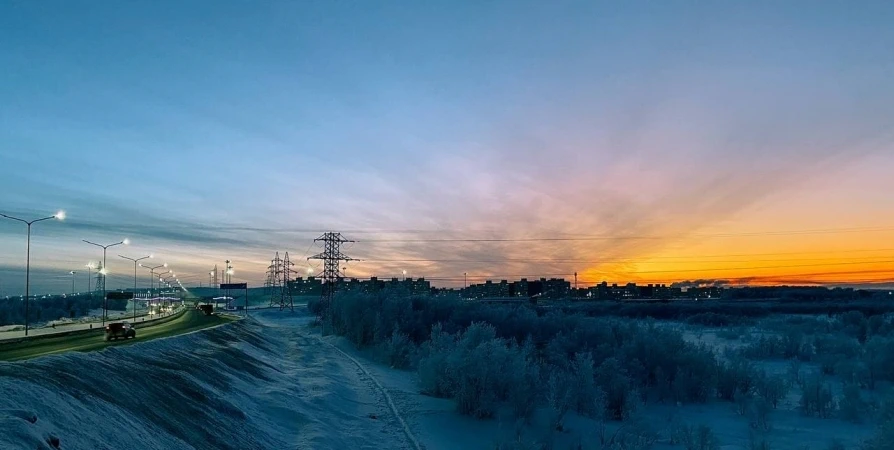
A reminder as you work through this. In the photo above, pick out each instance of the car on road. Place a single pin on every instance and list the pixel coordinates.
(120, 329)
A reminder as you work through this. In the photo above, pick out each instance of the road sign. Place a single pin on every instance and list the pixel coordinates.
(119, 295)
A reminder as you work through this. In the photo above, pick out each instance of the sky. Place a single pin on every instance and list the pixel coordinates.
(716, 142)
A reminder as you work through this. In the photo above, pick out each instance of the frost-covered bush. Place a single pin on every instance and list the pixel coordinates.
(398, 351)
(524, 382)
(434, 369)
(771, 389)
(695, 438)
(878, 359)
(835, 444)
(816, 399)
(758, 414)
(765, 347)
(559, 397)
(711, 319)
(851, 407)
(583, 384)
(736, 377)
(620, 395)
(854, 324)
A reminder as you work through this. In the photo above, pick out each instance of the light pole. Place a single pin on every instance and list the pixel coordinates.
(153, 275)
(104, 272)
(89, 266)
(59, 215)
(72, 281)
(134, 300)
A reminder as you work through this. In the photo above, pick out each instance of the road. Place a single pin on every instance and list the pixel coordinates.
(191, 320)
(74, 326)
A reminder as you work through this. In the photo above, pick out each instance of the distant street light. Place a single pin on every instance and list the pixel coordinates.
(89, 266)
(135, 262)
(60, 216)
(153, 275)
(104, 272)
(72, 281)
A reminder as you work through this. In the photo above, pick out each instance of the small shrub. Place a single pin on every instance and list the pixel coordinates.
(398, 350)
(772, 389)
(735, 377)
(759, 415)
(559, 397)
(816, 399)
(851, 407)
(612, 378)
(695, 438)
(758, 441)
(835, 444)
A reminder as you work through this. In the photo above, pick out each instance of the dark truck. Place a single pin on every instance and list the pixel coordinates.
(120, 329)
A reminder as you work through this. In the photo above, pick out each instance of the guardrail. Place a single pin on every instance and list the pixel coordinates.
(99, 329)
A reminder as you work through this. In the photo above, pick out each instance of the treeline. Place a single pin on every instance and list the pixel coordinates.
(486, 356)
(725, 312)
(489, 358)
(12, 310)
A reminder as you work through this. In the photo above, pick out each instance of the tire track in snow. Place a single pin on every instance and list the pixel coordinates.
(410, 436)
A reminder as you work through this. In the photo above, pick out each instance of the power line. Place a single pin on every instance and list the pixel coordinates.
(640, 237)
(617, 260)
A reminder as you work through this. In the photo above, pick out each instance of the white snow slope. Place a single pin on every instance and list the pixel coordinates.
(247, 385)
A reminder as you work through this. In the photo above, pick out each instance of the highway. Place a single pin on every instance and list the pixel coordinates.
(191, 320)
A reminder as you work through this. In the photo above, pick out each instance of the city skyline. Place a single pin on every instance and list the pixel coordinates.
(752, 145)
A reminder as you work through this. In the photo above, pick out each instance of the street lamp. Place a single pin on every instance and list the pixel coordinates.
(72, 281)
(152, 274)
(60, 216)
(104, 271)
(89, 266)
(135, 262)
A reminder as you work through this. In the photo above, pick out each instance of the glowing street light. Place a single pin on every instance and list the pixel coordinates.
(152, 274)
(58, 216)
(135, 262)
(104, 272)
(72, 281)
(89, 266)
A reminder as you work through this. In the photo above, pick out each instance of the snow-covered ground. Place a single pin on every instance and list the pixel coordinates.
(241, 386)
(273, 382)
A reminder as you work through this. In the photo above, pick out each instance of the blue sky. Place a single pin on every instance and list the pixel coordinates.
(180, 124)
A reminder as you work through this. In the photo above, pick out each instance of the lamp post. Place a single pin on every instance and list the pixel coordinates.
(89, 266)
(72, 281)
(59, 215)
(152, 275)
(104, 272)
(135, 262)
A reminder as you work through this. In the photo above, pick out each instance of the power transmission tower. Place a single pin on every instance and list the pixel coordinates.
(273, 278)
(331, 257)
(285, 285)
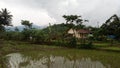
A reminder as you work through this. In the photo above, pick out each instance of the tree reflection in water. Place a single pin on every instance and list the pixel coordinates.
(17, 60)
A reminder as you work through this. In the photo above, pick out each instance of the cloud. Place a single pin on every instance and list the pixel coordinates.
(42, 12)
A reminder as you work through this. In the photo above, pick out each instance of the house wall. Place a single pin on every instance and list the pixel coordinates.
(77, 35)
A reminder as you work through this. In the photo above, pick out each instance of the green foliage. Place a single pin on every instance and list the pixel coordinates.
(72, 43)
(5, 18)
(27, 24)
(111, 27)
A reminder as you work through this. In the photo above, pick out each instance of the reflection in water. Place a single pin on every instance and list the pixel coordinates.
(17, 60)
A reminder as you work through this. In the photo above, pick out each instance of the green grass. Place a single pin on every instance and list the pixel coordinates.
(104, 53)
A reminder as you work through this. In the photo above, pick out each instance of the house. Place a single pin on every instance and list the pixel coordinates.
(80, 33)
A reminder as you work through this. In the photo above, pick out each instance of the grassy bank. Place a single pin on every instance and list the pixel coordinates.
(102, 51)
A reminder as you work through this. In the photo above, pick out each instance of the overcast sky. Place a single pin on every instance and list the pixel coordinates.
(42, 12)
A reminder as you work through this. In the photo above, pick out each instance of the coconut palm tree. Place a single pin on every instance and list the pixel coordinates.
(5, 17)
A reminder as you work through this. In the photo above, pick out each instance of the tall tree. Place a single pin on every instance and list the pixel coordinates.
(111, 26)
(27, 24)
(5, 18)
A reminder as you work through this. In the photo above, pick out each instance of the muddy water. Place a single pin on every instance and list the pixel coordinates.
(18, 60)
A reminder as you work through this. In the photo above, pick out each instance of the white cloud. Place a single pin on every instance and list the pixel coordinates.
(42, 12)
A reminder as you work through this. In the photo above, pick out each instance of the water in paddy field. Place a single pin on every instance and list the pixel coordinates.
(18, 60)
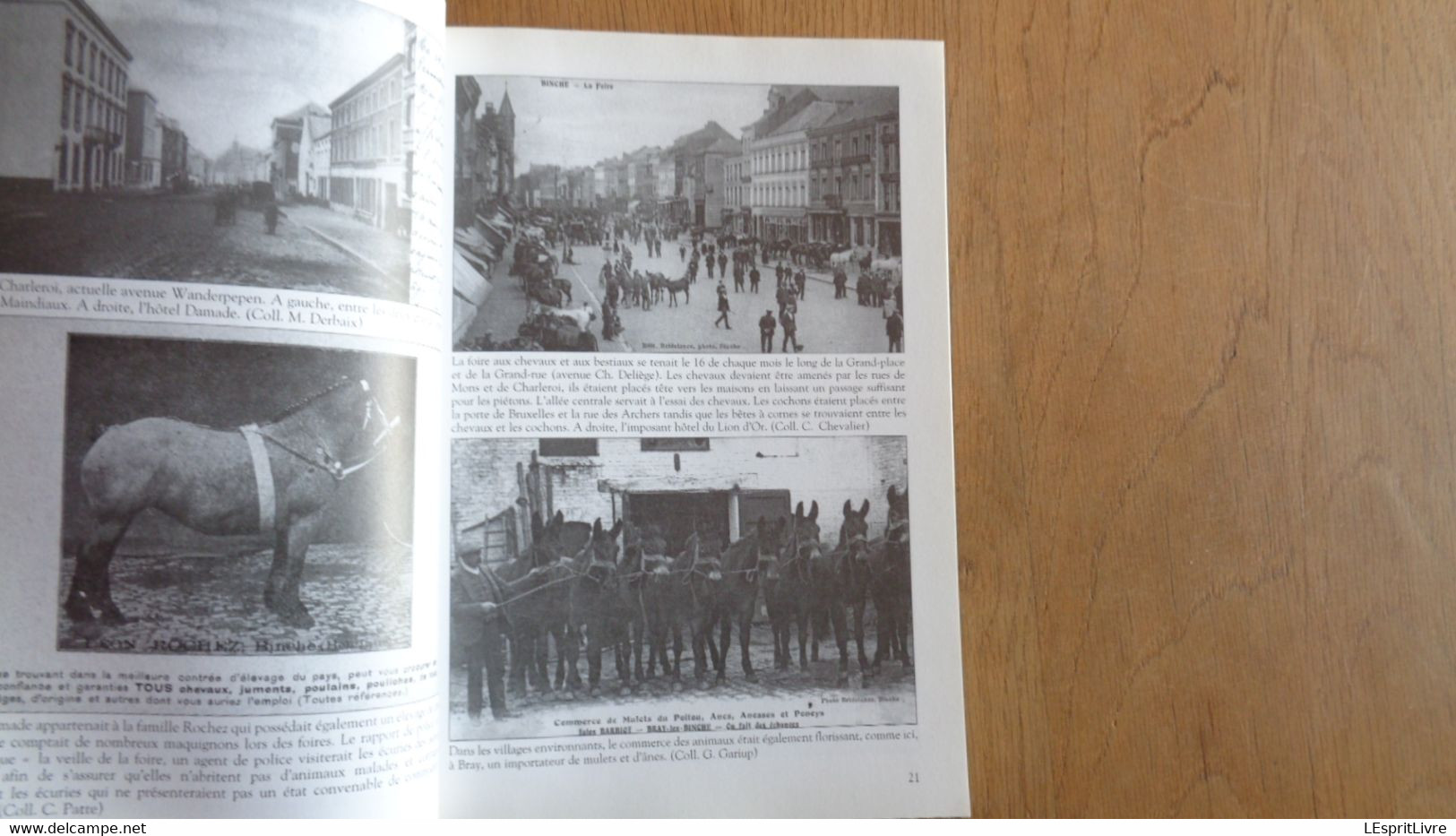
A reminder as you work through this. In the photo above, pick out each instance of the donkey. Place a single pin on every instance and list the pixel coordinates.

--------------------------------------------------

Description of the task
Copy out only the lines beginning at the line with "of the tall" and ending at the last line of the entries. Keep them exact; drop pictures.

Solution to the problem
A reminder as you work through this. In the photo above, pick out each instance of the tall tree. Place a single pin on every instance and list the pixel coordinates.
(111, 26)
(27, 24)
(5, 18)
A reminder as you work through this. In the photo above, pick out each instance of the muddy water. Place a single pin on every instance and list the pixel coordinates.
(18, 60)
A reminder as you work through this. In the photo above, pick out each instance of the white cloud. Place a single pin on every instance and list the pixel coordinates.
(42, 12)
A reminder as you work through this. In the photo above, pick out each instance of the water in paddy field. Place a single pin on every instance and list the pixel coordinates.
(18, 60)
A reminder as you work through this. In the photo above, pick out each instance of the donkey. Place a single pin on every instance and list the pixel coordinates.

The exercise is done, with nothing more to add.